Decision of the Court
Warby J had no doubt that the claim would have come to the attention of those responsible for the operation of SFHUK.com. He concluded that the reason why the defendants were not present or represented at this hearing is that they wished to remain anonymous, and were “hiding”.
They have decided, in my judgment, to avoid engaging with the court process. I see no reason not to proceed in their absence. On the contrary, there is good reason to proceed in their absence. Any other course would lead to delay and further cost, without any justification.
The judge was also satisfied that the requirements of Section 10 of the Defamation Act 2013 had been fulfilled, in that the defendants named as “Persons Unknown” were “editors” of the words complained of, even though it was not alleged that they were authors or publishers of the allegations. The court therefore had jurisdiction to consider the libel claim.
The Particulars of Claim alleged that the defendants’ words had a number of defamatory meanings, including that
The Claimant is a shameless, corrupt, fraudulent, dishonest, unethical, incompetent and oppressive firm of solicitors which does not provide competent services, has had a justified complaint made against them and whose wrongdoing should be exposed to prevent others from suffering by instructing them.

__PROBLEM A__
Answer these questions from the court decision passage above:
(i) According to Warby J, why were the defendants not present or represented at the hearing?
(ii) Which section of which Act did the judge find had been fulfilled?
(iii) What role were the defendants named as "Persons Unknown" found to have in relation to the words complained of?
__PROBLEM B__
Write the next part of the court decision passage, beginning right after its final sentence.

__PROVIDED MATERIAL__
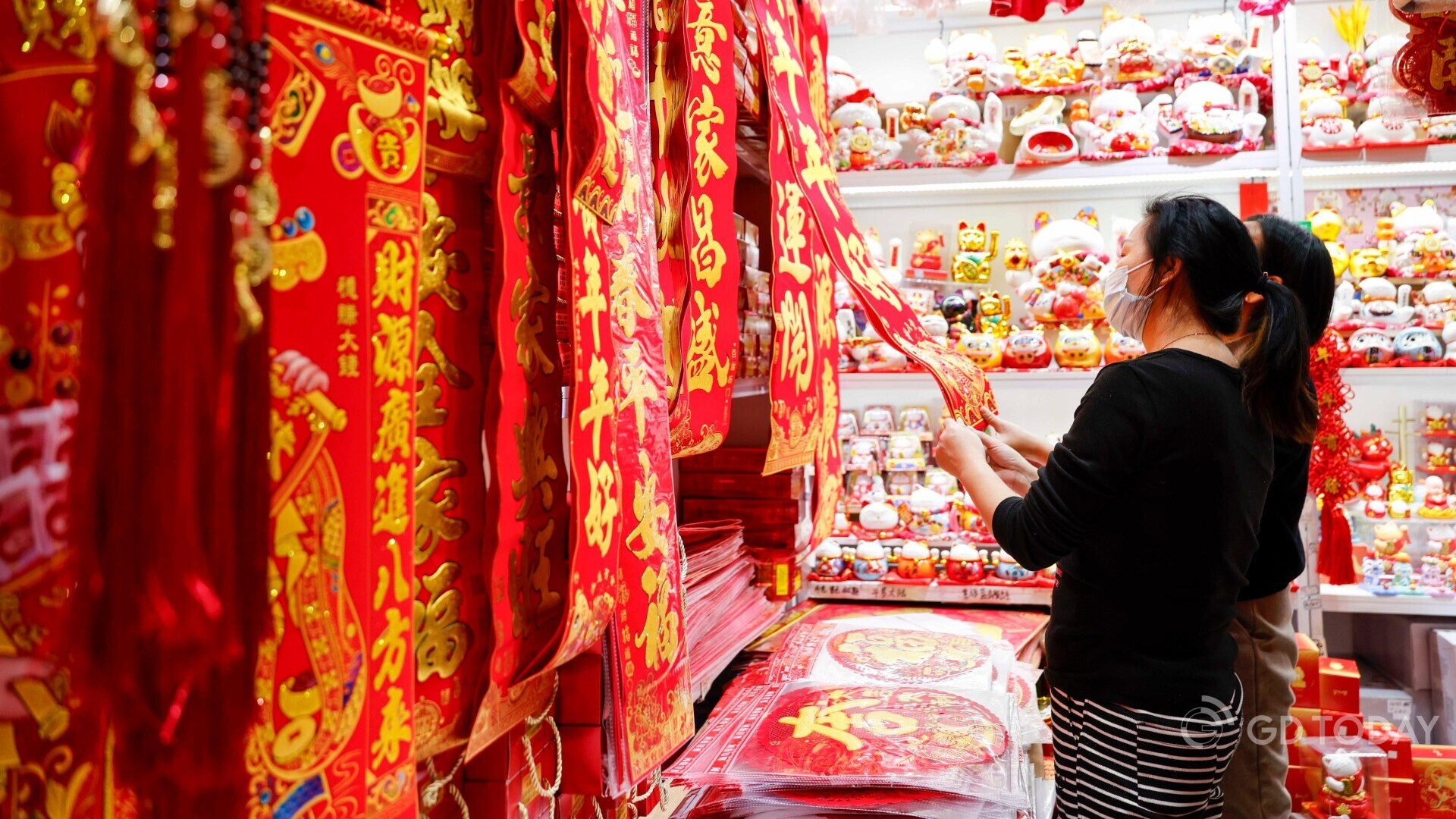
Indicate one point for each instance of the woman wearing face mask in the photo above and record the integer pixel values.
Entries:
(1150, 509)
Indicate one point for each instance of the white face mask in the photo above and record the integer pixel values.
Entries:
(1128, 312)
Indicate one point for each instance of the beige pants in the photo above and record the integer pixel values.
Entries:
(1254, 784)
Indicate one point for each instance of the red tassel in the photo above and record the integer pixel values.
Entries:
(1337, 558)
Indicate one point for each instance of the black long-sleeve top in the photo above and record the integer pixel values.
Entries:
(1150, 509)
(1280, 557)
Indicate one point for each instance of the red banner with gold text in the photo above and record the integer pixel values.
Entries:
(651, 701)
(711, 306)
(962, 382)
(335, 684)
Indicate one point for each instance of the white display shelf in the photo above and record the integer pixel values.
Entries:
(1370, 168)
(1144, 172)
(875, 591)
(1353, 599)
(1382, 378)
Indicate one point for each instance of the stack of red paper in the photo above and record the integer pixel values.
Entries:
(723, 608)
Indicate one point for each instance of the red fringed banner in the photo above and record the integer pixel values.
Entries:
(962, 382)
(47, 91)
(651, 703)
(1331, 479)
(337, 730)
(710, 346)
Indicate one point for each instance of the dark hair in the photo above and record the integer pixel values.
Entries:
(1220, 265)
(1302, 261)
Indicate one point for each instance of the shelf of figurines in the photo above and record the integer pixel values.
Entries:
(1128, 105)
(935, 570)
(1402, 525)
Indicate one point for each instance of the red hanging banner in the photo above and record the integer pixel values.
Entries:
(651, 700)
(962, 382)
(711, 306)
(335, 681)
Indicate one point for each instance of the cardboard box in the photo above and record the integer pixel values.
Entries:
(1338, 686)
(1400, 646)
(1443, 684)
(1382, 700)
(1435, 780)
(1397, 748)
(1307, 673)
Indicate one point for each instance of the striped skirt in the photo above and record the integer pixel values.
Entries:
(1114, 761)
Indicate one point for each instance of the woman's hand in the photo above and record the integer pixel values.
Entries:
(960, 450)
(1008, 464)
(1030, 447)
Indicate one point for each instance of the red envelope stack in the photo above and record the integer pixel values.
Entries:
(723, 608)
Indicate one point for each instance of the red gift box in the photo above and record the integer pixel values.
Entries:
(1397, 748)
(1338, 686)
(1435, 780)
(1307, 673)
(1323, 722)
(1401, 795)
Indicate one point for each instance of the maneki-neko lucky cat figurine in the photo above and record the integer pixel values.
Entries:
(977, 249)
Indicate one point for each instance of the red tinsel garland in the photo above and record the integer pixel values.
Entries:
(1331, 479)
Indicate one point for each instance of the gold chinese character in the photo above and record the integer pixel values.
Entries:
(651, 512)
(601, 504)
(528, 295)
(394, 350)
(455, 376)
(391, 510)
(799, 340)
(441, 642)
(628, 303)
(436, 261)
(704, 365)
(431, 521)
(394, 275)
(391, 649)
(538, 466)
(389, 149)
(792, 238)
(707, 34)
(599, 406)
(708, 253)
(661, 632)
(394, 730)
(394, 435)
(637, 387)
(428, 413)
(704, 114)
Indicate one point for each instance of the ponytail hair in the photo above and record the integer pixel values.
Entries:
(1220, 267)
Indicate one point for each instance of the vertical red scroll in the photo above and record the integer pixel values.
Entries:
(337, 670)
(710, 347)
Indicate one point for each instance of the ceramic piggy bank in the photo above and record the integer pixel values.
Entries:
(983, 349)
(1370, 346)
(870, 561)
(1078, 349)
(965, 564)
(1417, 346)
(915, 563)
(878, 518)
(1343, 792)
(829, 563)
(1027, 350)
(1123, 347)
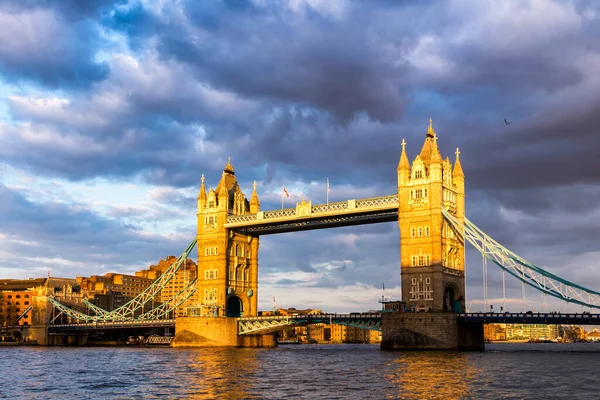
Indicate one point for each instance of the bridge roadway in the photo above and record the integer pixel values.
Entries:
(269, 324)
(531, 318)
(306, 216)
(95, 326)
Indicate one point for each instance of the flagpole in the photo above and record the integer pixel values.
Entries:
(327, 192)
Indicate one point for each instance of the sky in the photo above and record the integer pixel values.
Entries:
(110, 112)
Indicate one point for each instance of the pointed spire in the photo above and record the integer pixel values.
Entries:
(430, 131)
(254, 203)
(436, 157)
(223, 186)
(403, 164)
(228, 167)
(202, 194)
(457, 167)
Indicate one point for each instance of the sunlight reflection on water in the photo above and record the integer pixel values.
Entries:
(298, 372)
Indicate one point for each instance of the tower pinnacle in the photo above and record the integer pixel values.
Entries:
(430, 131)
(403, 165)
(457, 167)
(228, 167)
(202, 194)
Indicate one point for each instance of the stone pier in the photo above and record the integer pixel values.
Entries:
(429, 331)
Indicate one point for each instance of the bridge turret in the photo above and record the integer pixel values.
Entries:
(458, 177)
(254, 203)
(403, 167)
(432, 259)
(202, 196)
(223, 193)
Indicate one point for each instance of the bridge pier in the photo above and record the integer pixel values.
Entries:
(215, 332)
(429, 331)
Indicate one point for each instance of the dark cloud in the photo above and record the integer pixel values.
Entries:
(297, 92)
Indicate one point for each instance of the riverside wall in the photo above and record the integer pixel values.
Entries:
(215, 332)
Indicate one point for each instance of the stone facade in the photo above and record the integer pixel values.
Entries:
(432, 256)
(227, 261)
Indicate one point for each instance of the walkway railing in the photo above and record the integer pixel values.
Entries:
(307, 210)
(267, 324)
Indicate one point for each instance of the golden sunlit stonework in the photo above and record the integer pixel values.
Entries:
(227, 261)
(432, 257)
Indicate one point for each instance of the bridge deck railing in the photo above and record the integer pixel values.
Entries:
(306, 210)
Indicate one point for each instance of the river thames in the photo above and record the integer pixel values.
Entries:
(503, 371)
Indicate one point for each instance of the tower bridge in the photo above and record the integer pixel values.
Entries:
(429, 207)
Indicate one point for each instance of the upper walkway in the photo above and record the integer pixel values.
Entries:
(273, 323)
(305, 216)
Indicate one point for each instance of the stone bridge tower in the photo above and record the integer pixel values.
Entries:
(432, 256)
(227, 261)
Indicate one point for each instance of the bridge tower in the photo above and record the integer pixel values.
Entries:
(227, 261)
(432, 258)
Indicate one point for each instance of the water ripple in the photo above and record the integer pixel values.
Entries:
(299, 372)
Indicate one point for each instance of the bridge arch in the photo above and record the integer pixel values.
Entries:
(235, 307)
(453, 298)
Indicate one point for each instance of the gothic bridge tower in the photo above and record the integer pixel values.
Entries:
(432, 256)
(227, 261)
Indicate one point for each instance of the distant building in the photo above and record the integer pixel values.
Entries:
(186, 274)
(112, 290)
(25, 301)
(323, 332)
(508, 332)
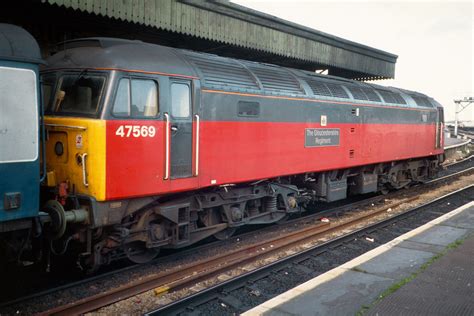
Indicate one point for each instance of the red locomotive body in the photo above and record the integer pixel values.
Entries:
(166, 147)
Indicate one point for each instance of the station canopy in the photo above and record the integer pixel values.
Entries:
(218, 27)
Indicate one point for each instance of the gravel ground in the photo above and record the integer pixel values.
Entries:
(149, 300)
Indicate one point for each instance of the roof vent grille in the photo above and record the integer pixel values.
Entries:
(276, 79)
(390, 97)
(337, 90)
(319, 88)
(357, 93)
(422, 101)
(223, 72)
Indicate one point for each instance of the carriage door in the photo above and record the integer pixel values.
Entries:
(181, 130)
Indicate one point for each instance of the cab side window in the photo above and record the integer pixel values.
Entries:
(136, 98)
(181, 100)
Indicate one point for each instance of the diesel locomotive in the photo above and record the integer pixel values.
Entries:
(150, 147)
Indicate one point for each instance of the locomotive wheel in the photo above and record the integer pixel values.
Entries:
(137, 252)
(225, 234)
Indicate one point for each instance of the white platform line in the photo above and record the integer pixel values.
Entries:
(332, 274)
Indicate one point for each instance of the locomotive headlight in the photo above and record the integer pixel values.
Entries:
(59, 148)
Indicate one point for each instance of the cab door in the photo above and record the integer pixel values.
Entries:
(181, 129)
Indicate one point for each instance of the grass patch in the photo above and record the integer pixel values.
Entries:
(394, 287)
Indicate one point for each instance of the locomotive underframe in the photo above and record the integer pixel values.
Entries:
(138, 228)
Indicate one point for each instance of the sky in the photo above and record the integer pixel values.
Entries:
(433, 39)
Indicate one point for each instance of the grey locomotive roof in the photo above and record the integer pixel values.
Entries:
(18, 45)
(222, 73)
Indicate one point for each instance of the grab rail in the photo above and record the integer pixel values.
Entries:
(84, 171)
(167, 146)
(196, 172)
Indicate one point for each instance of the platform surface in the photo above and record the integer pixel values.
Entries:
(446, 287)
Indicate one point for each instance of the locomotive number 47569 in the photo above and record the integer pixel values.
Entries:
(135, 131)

---

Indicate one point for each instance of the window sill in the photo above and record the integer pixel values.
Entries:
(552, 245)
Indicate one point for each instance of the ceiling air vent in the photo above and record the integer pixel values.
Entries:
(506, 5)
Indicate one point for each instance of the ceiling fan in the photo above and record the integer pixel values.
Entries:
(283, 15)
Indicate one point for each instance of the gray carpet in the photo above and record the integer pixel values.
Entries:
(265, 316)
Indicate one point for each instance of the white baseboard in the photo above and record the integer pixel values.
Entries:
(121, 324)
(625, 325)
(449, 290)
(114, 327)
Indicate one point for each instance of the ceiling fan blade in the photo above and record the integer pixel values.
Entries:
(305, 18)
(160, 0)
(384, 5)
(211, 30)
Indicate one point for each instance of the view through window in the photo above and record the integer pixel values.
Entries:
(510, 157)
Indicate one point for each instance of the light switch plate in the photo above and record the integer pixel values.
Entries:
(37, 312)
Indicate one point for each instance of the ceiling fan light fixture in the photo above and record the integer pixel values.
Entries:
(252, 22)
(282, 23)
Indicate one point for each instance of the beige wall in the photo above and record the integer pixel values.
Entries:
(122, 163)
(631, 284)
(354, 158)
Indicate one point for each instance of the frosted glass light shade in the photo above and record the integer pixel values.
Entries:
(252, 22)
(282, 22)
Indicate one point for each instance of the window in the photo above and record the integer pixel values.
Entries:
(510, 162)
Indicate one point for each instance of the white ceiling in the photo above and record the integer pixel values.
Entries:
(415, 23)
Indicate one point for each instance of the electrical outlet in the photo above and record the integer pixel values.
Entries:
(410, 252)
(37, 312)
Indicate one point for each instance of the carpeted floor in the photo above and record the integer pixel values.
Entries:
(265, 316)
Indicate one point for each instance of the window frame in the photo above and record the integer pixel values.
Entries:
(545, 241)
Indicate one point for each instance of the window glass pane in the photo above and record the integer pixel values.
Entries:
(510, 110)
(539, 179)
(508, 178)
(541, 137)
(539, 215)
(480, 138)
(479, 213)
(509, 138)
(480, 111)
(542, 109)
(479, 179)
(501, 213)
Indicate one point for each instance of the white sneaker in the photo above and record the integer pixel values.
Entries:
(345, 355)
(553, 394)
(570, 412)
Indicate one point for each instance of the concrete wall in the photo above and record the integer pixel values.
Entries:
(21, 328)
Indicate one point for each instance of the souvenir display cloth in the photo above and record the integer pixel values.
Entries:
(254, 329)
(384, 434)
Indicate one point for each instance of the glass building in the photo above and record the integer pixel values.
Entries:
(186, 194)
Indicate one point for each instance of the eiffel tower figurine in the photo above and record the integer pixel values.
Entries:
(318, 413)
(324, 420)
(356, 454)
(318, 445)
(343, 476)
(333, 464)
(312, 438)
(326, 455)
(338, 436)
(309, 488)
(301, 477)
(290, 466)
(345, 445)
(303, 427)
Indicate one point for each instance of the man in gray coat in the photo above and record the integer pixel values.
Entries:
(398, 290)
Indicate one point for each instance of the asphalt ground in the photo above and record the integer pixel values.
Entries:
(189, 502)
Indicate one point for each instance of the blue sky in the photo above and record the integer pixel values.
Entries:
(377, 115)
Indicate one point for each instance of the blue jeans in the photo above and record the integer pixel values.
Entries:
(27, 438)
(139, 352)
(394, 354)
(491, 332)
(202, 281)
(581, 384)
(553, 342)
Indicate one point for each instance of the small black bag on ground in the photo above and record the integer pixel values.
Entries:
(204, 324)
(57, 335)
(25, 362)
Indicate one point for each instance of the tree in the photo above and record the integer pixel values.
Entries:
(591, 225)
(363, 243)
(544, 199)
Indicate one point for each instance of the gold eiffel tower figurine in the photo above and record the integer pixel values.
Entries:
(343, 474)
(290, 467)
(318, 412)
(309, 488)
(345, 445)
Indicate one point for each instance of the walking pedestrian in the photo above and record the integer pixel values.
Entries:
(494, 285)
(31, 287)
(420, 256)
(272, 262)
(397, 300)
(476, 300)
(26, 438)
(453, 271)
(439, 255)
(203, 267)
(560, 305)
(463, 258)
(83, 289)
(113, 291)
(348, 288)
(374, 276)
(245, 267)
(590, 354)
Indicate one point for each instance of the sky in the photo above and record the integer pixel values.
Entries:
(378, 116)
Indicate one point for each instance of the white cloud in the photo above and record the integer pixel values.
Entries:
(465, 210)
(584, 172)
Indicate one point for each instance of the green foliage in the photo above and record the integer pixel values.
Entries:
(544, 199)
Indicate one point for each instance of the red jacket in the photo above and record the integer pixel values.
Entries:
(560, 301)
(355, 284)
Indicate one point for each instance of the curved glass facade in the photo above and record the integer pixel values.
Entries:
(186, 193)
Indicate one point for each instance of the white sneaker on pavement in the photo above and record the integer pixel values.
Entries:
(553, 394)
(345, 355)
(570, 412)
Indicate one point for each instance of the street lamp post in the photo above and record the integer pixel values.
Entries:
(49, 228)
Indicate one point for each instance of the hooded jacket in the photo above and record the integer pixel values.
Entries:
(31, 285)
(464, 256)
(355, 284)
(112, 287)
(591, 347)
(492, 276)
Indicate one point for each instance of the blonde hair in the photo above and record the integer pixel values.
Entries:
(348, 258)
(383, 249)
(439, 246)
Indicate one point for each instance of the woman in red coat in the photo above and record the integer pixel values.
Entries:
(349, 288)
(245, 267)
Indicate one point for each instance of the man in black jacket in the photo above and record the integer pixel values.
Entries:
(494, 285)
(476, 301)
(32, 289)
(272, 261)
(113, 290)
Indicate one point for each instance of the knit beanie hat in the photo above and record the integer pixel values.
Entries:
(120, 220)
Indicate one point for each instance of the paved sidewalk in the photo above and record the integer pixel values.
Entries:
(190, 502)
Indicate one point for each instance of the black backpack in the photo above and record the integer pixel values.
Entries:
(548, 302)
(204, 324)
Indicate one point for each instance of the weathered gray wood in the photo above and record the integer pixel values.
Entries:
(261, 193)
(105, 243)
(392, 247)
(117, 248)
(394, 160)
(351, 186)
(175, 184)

* * *

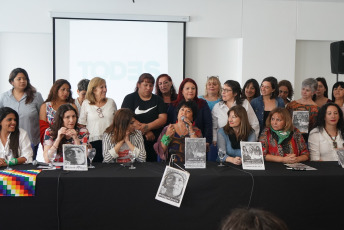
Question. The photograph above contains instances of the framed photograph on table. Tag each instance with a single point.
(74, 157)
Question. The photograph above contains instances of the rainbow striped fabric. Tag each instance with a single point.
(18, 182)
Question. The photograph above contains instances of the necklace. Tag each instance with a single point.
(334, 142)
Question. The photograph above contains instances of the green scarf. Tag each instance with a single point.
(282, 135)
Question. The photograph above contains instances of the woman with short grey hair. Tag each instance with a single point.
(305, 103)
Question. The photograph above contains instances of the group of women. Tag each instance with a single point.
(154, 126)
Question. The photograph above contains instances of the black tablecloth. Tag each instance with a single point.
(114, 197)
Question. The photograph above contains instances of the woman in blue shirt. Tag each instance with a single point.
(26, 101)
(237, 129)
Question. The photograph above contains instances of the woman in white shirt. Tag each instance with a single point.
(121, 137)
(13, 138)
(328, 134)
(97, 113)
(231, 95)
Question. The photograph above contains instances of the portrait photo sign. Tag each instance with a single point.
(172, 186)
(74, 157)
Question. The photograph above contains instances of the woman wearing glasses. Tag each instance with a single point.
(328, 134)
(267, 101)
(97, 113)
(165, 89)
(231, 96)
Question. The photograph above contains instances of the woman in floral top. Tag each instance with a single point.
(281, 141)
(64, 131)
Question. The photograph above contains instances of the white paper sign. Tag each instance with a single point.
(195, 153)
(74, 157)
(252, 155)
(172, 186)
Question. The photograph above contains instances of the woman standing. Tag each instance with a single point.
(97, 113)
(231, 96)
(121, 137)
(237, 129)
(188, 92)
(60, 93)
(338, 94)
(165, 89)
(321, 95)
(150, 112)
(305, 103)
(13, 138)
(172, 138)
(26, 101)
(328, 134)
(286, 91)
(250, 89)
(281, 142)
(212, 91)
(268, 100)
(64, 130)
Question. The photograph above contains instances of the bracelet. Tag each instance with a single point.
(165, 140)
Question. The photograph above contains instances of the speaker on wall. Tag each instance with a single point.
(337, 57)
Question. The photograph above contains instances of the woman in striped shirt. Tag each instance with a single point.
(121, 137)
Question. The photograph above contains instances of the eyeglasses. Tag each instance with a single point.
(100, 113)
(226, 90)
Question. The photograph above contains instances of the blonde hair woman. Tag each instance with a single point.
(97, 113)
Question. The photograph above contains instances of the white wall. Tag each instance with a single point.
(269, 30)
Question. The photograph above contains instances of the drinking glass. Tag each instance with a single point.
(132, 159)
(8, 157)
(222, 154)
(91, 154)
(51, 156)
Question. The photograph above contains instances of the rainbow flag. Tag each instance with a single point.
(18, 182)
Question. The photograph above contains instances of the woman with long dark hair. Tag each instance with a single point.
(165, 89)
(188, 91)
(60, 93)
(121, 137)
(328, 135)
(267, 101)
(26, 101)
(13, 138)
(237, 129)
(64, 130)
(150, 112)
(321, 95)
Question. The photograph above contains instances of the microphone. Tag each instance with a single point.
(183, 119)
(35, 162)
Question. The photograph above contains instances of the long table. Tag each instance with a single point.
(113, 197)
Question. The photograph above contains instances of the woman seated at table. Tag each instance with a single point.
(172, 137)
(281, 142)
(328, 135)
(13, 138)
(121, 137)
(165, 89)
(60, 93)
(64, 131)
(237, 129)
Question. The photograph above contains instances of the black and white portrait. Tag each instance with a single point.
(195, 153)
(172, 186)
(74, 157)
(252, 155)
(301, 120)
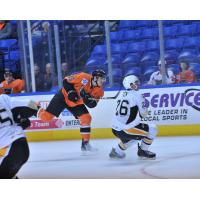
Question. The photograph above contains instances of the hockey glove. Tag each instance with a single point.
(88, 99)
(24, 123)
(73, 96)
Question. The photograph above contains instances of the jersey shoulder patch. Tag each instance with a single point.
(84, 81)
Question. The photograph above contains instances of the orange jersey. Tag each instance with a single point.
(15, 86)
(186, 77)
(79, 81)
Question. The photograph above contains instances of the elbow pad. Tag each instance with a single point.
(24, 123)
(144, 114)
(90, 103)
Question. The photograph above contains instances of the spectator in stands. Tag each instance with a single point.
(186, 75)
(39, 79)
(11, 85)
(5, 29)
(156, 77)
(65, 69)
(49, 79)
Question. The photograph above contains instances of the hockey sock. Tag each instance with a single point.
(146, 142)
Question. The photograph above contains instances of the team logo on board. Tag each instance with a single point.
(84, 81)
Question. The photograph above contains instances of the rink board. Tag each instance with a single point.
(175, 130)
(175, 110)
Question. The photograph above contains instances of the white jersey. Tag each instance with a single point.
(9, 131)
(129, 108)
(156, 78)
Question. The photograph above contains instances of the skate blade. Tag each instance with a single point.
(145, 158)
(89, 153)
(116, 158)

__RESPONSE A__
(i) They wished to remain anonymous and were "hiding."
(ii) Section 10 of the Defamation Act 2013.
(iii) They were "editors" of the words complained of.

__RESPONSE B__
The judge was satisfied that these allegations had caused the claimants financial harm. The firm, which has been in existence for only five years, is a small boutique business which relies on much of its work coming from internet searches.
Where work comes from a different source, it is usual for the prospective client to undertake some sort of ‘due diligence’, this would typically involve a Google search. For six months, Google searches for Brett Wilson LLP or Brett Wilson solicitors had produced the following result within the top five listings, immediately below links to the firm’s own website:
“SOLICITORS FROM HELL – Brett Wilson LLP Solicitors …
[web address given]
Rude, intimidating and threatening. Clients should stay well away from Brett Wilson Solicitors.Have you complained about your solicitor and got nowhere?”
iv) “… the publication has been read, and will inevitably continue to be read, by a number of prospective clients considering instructing the Claimant and undertaking research on the Claimant’s reputation” (para 22 of the Particulars of Claim).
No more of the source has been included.